_TASK DESCRIPTION_
Rewrite each of the records with "utility pole" changed to "streetlight", leaving everything else as it is.

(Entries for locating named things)
--------------------------------------------------

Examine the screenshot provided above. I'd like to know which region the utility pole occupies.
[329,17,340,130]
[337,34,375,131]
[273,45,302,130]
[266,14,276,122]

--------------------------------------------------

_OUTPUT FOR THIS EXERCISE_
Examine the screenshot provided above. I'd like to know which region the streetlight occupies.
[329,17,340,130]
[337,34,375,131]
[273,45,302,130]
[266,14,276,122]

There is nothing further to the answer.